_TASK BRIEF_. Gather each line of the data below that contains the string "mouth", and copy those lines in full. Case counts, so a line matches only if the capitalization is identical.

_TASK MATERIAL_.
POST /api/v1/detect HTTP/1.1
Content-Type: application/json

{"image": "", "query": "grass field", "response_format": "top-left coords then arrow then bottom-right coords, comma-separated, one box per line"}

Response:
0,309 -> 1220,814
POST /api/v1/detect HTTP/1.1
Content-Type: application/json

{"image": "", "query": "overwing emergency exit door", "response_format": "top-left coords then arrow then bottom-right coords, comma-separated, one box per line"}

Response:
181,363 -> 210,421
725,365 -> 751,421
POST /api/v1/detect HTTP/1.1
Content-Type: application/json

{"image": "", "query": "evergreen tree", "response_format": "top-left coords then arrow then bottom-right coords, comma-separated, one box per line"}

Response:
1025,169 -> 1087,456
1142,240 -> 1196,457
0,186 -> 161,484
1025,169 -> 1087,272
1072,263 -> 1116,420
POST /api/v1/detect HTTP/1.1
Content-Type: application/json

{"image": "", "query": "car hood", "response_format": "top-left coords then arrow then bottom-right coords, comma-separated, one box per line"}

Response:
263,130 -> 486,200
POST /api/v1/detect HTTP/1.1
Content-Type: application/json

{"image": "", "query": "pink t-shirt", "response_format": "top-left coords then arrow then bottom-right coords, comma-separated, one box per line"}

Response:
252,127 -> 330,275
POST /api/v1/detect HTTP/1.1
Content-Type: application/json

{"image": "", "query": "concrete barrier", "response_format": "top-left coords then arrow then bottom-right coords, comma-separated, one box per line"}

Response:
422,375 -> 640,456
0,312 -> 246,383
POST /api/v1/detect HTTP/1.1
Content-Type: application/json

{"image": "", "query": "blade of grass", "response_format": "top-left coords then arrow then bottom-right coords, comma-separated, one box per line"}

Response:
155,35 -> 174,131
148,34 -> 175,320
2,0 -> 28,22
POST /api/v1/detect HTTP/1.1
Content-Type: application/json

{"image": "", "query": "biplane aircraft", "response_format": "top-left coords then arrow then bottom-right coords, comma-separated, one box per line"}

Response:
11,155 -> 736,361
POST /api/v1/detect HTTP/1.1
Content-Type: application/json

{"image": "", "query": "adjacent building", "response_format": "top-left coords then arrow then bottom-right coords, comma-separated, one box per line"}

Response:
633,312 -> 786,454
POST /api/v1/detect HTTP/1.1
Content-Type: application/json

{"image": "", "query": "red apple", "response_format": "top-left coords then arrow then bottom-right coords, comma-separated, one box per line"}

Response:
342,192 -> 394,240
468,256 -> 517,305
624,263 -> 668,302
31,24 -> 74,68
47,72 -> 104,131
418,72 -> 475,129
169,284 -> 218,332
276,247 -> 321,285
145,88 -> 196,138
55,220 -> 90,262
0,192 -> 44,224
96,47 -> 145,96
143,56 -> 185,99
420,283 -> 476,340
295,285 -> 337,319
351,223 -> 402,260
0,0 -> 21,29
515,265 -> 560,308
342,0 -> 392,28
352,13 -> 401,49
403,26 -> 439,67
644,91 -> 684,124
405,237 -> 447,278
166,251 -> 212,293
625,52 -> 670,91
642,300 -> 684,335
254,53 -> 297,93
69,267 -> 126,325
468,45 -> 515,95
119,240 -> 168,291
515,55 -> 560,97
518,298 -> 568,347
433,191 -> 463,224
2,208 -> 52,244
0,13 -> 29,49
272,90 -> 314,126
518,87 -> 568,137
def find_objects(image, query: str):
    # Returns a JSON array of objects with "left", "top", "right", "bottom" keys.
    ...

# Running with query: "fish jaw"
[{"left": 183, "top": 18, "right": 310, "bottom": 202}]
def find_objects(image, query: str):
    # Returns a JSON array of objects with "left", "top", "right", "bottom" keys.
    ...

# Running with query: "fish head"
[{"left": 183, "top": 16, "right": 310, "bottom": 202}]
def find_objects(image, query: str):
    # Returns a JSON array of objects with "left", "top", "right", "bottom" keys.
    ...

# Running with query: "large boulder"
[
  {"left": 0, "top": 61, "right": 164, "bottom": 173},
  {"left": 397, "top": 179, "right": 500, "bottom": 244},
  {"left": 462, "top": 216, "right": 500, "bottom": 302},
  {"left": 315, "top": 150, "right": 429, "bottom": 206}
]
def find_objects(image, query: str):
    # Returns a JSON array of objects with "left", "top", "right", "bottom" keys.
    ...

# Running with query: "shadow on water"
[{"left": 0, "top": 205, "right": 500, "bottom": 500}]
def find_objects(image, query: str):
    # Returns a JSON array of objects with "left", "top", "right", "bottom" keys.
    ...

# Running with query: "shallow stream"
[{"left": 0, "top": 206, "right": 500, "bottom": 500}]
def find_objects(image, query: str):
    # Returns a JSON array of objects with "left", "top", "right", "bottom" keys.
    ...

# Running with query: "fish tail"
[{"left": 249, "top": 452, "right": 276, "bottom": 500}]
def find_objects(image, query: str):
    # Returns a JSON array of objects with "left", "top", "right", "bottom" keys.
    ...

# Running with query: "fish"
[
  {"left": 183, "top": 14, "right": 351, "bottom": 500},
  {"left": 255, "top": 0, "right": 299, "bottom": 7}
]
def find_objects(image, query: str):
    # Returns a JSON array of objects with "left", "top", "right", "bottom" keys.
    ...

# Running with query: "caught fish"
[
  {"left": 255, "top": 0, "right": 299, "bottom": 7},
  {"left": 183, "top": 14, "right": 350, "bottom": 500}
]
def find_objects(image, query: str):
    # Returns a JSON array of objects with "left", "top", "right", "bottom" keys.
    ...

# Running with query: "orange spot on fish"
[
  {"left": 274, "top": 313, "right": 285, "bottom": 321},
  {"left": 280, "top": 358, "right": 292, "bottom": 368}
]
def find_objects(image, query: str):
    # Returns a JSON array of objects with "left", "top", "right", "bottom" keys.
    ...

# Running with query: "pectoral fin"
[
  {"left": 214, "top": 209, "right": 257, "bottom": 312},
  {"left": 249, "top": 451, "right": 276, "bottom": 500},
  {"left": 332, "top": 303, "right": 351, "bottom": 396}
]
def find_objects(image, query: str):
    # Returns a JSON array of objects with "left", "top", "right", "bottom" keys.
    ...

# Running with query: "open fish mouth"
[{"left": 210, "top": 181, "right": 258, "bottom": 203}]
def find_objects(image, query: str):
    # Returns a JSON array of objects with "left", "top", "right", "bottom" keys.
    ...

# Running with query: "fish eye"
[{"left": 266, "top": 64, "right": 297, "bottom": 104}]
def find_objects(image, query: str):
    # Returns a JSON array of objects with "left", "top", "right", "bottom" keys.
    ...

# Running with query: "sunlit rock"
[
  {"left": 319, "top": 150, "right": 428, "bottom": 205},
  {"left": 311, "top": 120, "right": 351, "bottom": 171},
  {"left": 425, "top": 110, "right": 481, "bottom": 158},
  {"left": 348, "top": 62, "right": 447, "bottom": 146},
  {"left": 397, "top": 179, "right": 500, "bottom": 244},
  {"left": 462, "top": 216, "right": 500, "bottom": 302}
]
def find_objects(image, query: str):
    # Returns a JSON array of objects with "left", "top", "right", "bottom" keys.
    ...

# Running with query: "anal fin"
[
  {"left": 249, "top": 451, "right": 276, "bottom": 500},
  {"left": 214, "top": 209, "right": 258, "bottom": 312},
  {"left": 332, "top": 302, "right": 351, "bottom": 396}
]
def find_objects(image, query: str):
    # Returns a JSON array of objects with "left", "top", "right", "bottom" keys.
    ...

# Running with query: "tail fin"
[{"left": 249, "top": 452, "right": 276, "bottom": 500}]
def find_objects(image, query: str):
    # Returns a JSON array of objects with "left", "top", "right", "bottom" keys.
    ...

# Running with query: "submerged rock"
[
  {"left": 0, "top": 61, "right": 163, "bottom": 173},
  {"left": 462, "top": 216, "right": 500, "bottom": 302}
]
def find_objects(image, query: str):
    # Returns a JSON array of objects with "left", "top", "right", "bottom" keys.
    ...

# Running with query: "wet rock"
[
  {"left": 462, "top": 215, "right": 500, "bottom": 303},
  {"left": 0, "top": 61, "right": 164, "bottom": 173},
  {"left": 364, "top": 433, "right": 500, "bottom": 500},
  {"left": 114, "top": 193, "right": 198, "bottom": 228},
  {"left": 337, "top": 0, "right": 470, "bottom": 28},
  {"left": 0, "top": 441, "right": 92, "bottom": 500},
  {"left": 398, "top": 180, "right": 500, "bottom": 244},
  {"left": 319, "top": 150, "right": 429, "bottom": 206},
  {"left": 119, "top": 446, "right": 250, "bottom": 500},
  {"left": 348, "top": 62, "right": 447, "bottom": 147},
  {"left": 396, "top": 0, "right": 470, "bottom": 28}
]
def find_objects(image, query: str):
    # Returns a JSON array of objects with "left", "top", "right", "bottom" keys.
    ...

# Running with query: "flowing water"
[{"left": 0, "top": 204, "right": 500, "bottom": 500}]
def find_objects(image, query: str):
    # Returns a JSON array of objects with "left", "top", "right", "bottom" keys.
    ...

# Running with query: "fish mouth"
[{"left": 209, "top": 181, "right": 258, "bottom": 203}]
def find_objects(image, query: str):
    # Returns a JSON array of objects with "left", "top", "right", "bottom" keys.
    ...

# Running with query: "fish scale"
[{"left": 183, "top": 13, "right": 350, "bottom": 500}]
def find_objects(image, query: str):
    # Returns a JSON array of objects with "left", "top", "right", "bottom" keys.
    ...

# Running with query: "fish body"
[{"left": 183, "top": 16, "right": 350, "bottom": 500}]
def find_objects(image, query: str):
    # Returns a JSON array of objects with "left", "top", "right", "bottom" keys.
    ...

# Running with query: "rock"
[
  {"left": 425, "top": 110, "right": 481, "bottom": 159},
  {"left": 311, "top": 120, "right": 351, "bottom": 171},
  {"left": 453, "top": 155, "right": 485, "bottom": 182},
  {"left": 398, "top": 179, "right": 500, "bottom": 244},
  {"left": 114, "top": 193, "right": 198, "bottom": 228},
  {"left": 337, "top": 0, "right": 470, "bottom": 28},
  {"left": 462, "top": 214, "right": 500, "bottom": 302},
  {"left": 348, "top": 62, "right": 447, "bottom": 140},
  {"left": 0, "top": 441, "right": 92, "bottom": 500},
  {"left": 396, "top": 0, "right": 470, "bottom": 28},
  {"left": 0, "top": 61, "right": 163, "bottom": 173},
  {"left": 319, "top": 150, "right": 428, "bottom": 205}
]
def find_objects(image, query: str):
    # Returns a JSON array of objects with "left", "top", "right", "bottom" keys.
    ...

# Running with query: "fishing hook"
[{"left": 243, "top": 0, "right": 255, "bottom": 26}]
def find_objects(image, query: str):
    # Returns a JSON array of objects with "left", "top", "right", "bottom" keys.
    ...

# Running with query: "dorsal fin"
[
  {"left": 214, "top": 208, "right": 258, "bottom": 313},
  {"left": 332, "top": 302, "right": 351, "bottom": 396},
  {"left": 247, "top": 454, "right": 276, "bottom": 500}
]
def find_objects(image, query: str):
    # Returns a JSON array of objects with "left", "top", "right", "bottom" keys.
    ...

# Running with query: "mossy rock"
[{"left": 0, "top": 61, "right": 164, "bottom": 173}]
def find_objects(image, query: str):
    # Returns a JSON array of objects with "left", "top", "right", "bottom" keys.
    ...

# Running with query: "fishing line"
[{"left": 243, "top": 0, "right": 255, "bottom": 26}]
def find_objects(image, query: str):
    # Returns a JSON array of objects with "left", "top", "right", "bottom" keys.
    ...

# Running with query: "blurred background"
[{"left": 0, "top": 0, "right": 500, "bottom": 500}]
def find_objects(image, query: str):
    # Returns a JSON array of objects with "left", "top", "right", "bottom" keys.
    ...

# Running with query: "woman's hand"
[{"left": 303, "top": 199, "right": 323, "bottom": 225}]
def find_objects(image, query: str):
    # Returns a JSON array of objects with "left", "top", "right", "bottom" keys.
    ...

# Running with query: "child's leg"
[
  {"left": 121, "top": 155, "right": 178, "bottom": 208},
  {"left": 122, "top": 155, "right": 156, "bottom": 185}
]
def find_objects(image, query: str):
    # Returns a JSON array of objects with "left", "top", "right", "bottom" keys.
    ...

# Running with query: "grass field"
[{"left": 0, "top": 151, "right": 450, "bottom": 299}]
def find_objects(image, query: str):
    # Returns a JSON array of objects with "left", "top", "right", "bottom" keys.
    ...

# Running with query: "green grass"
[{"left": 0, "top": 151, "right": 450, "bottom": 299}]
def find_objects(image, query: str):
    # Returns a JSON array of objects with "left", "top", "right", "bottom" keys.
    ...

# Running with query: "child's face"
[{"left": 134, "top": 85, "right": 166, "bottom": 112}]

_SOLUTION TO THE PROBLEM_.
# Running with query: "open fish mouth"
# Running with query: "fish mouth"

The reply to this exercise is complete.